Records from a data source
▽
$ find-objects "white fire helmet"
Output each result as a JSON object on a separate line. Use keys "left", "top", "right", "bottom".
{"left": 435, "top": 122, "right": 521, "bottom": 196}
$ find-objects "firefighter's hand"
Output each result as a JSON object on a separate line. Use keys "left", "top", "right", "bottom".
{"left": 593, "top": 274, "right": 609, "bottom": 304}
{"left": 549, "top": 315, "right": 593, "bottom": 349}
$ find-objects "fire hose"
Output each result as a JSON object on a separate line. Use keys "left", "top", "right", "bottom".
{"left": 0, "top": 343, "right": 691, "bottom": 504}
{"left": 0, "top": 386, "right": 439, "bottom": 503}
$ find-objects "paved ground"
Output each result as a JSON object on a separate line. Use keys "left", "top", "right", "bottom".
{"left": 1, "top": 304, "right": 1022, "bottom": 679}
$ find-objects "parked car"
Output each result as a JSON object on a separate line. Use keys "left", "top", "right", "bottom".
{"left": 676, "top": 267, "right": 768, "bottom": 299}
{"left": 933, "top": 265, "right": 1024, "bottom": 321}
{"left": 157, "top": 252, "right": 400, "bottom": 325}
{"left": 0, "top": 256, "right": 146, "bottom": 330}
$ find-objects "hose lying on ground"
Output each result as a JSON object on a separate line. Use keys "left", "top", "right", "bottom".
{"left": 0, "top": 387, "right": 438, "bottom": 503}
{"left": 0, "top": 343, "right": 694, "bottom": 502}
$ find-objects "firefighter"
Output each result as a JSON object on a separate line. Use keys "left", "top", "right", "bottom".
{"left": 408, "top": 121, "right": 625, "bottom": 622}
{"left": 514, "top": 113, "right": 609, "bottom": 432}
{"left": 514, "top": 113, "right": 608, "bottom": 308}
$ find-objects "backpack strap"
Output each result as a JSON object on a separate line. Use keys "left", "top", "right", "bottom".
△
TASK OBJECTIVE — Take each line above that contains "objects" and copy it out.

EXERCISE RESULT —
$ find-objects "white fire helmet"
$ find-objects "firefighter's hand"
$ find-objects "fire hose"
$ find-objects "paved ground"
$ find-objects "parked car"
$ find-objects "hose lying on ground"
$ find-objects "firefighter"
$ find-objects "backpack strap"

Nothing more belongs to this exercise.